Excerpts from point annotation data
__________________________________________________

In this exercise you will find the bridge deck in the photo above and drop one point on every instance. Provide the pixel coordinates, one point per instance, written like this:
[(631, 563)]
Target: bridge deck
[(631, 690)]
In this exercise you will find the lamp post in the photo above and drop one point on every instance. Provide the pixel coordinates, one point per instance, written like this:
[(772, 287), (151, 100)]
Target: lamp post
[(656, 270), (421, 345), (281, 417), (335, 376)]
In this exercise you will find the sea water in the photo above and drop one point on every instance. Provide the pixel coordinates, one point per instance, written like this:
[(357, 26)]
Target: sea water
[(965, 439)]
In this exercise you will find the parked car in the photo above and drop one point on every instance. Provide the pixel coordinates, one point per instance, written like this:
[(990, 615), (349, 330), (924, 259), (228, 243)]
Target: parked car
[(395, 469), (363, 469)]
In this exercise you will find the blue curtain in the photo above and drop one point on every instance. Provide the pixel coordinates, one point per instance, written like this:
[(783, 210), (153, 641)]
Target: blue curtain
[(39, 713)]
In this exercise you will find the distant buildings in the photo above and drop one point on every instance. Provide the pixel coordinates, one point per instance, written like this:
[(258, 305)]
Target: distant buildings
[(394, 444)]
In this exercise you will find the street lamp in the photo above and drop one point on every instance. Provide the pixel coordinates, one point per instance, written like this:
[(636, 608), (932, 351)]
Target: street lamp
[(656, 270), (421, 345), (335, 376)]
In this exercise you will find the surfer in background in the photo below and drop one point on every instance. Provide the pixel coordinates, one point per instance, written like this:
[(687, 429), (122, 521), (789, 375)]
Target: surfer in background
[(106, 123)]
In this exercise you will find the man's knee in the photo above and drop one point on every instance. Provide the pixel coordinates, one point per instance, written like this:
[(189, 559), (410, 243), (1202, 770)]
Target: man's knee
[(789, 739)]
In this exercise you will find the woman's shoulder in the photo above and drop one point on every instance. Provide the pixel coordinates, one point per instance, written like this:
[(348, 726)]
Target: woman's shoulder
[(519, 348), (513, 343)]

__________________________________________________

Rewrite the material from the line with "In this exercise you will find the sea" to the line with "[(965, 439)]", changing every "sea water" to "ocean water" and keeping everything else the same.

In this exercise you will find the ocean water in the photo above and drop one point on every instance. Provide the pixel coordinates, one point per instance, written like this:
[(357, 26)]
Target: ocean water
[(965, 439)]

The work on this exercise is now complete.